* Exercise description: Can all of these lines be returned exactly?
─── Data for processing ───
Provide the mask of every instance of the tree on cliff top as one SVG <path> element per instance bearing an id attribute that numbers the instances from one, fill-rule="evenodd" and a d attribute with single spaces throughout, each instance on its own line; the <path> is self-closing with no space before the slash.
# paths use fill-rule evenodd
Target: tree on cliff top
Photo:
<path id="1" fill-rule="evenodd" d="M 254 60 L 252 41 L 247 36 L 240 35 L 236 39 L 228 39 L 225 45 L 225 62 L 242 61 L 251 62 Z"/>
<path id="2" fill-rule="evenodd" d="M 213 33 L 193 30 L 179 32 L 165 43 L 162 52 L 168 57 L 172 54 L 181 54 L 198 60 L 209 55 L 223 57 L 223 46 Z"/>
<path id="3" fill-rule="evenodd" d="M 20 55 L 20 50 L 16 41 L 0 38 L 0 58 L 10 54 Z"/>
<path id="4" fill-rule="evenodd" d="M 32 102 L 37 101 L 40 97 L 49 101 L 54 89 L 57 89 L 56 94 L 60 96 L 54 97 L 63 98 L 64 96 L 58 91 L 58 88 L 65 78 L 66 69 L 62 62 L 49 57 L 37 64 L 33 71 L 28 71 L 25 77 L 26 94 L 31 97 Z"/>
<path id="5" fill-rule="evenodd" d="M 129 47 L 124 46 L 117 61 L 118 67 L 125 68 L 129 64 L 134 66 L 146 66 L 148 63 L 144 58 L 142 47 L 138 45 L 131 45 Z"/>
───
* Task result:
Provide the mask of every instance of the tree on cliff top as one SVG <path> element per instance bearing an id attribute that numbers the instances from one, fill-rule="evenodd" and a d attribute with single spaces throughout, each instance on its own line; the <path> is self-closing with no space before the slash.
# paths use fill-rule evenodd
Target: tree on cliff top
Photo:
<path id="1" fill-rule="evenodd" d="M 254 60 L 252 41 L 247 36 L 240 35 L 236 39 L 228 39 L 225 45 L 225 62 L 242 61 L 251 62 Z"/>
<path id="2" fill-rule="evenodd" d="M 213 33 L 193 30 L 179 32 L 165 43 L 162 52 L 168 57 L 172 54 L 181 54 L 198 60 L 209 55 L 223 57 L 223 46 Z"/>
<path id="3" fill-rule="evenodd" d="M 20 55 L 20 50 L 16 41 L 0 38 L 0 58 L 10 54 Z"/>
<path id="4" fill-rule="evenodd" d="M 32 102 L 37 101 L 40 97 L 49 101 L 54 89 L 57 89 L 56 94 L 60 96 L 54 97 L 63 98 L 64 96 L 58 91 L 58 88 L 65 78 L 66 69 L 62 62 L 49 57 L 37 64 L 33 71 L 28 71 L 25 77 L 26 94 L 31 97 Z"/>
<path id="5" fill-rule="evenodd" d="M 129 47 L 124 46 L 117 61 L 118 67 L 125 68 L 129 64 L 134 66 L 146 66 L 148 63 L 144 58 L 142 47 L 138 45 L 131 45 Z"/>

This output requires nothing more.